* _CHALLENGE_:
Output all of the data below exactly as given.

** start RECORD LIST **

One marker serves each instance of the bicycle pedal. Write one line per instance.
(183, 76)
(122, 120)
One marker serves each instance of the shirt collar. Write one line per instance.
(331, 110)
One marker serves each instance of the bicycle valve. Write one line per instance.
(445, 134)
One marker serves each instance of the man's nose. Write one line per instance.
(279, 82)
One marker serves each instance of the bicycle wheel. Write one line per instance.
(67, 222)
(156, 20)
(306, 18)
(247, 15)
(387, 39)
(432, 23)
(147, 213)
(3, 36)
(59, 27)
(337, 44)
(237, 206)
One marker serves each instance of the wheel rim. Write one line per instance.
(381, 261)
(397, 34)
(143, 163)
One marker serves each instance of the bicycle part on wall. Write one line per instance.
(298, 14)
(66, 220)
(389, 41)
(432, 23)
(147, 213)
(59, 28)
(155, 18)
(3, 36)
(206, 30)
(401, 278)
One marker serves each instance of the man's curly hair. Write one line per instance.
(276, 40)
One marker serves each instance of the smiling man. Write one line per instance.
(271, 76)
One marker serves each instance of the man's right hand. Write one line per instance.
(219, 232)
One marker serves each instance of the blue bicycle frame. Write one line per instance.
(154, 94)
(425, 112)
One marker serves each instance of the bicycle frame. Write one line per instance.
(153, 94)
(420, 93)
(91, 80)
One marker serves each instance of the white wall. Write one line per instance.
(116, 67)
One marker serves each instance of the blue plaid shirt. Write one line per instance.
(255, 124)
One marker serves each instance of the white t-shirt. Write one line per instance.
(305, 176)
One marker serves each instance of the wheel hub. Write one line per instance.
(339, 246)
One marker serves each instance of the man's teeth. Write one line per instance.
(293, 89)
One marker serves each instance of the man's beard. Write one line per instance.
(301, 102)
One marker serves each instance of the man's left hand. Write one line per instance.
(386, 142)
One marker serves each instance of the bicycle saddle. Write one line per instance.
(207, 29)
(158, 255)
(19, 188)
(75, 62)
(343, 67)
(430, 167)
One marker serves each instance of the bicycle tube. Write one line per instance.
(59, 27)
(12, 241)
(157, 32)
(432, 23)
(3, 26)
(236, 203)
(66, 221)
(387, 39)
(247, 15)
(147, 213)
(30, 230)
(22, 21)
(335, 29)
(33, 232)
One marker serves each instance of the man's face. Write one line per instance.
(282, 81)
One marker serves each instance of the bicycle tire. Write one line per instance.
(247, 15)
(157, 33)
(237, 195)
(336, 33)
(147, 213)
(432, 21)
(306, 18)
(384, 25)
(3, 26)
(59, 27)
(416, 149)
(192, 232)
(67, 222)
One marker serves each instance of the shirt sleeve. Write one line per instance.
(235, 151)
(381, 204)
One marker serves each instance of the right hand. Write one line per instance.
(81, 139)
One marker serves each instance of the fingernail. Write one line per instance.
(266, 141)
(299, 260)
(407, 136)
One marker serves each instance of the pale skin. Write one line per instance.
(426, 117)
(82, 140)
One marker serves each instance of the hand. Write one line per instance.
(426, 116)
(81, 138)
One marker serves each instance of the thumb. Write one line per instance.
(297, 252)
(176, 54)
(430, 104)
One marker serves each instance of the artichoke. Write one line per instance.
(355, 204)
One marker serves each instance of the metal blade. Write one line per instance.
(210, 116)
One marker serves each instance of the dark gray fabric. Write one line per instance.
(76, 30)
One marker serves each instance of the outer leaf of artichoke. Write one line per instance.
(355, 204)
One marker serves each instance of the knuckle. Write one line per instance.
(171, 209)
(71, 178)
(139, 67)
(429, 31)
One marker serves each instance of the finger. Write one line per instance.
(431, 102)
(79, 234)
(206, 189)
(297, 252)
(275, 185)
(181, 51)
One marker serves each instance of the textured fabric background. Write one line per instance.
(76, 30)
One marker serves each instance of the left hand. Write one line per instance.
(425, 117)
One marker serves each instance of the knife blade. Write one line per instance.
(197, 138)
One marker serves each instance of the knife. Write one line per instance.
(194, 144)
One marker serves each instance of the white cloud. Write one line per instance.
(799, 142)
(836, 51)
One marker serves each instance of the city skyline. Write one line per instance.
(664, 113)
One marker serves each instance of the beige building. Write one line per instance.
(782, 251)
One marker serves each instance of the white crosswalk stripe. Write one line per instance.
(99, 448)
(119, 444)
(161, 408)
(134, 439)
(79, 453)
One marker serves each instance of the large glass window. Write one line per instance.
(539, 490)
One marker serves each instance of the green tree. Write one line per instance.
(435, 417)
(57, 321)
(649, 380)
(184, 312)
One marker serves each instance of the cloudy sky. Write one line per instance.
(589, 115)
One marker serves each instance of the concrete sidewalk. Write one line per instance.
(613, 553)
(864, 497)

** end RECORD LIST **

* _EXERCISE RESULT_:
One marker serves each instance of the bicycle pedal. Write one line per instance.
(183, 76)
(122, 120)
One marker serves each instance of the shirt collar. Write one line per instance.
(331, 110)
One marker serves each instance of the bicycle valve. Write one line per instance.
(445, 134)
One marker serves each instance of the man's nose. Write one line per instance.
(279, 82)
One marker serves each instance of the bicycle wheel. Write one line per instance.
(67, 222)
(156, 20)
(306, 18)
(247, 15)
(387, 39)
(432, 23)
(147, 213)
(3, 36)
(59, 27)
(337, 44)
(237, 206)
One marker serves each instance of the wheel rim. Write one line per instance.
(381, 261)
(397, 34)
(143, 163)
One marker serves each instance of the bicycle part on wall. Write one line per instance.
(298, 14)
(66, 220)
(389, 41)
(432, 23)
(147, 213)
(59, 28)
(155, 18)
(3, 36)
(206, 30)
(401, 278)
One marker serves each instance of the man's curly hair. Write one line per instance.
(276, 40)
One marker serves each instance of the smiling man. Write one line per instance.
(271, 76)
One marker serves each instance of the man's right hand. Write one line per instance.
(219, 232)
One marker serves each instance of the blue bicycle frame. Write one line per instance.
(154, 94)
(425, 112)
One marker serves each instance of the bicycle frame. Write one line per instance.
(153, 94)
(420, 93)
(91, 80)
One marker serves each instance of the white wall. Write one line per instance.
(116, 67)
One marker serves each instance of the blue plaid shirt. Write one line per instance.
(255, 124)
One marker serves each instance of the white t-shirt. Write one line per instance.
(305, 176)
One marker serves each instance of the wheel hub. Write one line per instance.
(339, 246)
One marker serves each instance of the man's teeth. Write one line per instance.
(293, 89)
One marker serves each instance of the man's beard. Write one line per instance.
(301, 102)
One marker serves each instance of the man's left hand. Write one line per instance.
(386, 142)
One marker serves each instance of the bicycle saddle. Write one line per instance.
(207, 29)
(158, 255)
(19, 188)
(75, 62)
(343, 67)
(430, 167)
One marker serves each instance of the bicycle tube. Write one line per instance.
(59, 27)
(12, 241)
(157, 32)
(432, 23)
(3, 26)
(236, 203)
(66, 221)
(387, 39)
(247, 15)
(147, 213)
(30, 230)
(22, 21)
(335, 29)
(33, 232)
One marker serves each instance of the man's face. Write one line per instance.
(282, 81)
One marker serves each instance of the bicycle tire. Write one line per instance.
(247, 15)
(157, 33)
(237, 195)
(336, 33)
(147, 213)
(432, 21)
(306, 18)
(384, 25)
(3, 26)
(59, 27)
(416, 149)
(192, 232)
(67, 222)
One marker serves each instance of the shirt sleeve. Write one line per instance.
(235, 151)
(381, 204)
One marker serves each instance of the right hand. Write one line per instance.
(81, 139)
One marker serves each instance of the fingernail. Write one line per instance.
(266, 141)
(299, 260)
(407, 136)
One marker serves each instance of the pale skin. Write one line per instance.
(426, 117)
(82, 140)
One marker serves each instance of the hand. Write one line per instance.
(426, 116)
(81, 138)
One marker serves each instance of the thumb. Write one line per instance.
(297, 252)
(176, 54)
(430, 104)
One marker serves each instance of the artichoke. Write one line per instance.
(355, 204)
One marker serves each instance of the metal blade. Write one line per instance.
(210, 116)
One marker serves each instance of the dark gray fabric. Write one line per instance.
(76, 30)
One marker serves each instance of the outer leaf of artichoke. Write one line per instance.
(355, 204)
One marker serves each instance of the knuckle. Write one line per instance.
(171, 209)
(71, 178)
(139, 67)
(429, 31)
One marker serves each instance of the finger. Write one line per instance.
(431, 102)
(79, 234)
(206, 189)
(297, 252)
(275, 185)
(181, 51)
One marker serves each instance of the textured fabric background. Write one line per instance.
(76, 30)
One marker serves each instance of the left hand. Write one line per instance.
(425, 117)
One marker serves each instance of the knife blade. Write one line per instance.
(197, 138)
One marker serves each instance of the knife. Write one line per instance.
(194, 144)
One marker serves each instance of the white cloud. Write one line per instance.
(799, 142)
(836, 51)
One marker serves each instance of the city skyline. Write one line per instance.
(664, 113)
One marker serves each instance of the beige building. Write one line per instance.
(782, 251)
One marker serves each instance of the white crosswalk stripe. Write one line per instance.
(99, 448)
(119, 444)
(161, 408)
(134, 439)
(79, 453)
One marker serves each instance of the large glass window. Write one line per instance.
(539, 490)
One marker serves each instance of the green tree. Write one line per instance.
(435, 417)
(57, 321)
(649, 380)
(184, 312)
One marker serves each instance of the cloudy sky. Write one line per instance.
(589, 115)
One marker serves each instance of the concrete sidewalk. Write one line per instance.
(613, 553)
(864, 497)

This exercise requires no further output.